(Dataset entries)
--------------------------------------------------

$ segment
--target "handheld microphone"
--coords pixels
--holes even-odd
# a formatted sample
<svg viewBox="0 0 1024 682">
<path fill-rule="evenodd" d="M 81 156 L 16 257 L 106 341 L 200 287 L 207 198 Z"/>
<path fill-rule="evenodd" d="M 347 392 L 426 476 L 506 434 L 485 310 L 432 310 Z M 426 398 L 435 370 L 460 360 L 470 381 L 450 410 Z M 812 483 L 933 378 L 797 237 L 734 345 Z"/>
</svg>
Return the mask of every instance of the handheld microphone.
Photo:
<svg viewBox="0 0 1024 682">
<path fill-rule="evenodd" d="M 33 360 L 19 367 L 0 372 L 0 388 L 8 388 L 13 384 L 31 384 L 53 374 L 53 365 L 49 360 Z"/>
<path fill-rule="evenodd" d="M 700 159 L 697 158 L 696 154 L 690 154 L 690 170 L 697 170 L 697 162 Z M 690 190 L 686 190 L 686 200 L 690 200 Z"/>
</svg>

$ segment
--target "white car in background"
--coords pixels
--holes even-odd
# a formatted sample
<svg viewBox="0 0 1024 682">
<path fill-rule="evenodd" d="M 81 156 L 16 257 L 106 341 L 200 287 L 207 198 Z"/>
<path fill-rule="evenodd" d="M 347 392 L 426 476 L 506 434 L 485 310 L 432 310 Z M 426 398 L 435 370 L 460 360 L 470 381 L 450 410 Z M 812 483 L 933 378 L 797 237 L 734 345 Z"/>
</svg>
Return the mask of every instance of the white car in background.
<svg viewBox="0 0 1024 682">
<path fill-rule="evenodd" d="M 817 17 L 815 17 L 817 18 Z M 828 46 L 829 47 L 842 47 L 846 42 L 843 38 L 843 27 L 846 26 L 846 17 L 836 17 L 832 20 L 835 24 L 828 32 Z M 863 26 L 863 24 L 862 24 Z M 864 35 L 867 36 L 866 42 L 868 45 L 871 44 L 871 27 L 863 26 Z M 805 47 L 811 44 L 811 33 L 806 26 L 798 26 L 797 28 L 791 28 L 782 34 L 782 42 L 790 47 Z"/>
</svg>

--------------------------------------------------

Whenever a line above includes "microphone", copy it in full.

--target "handheld microphone"
Return the mask of every instance of the handheld microphone.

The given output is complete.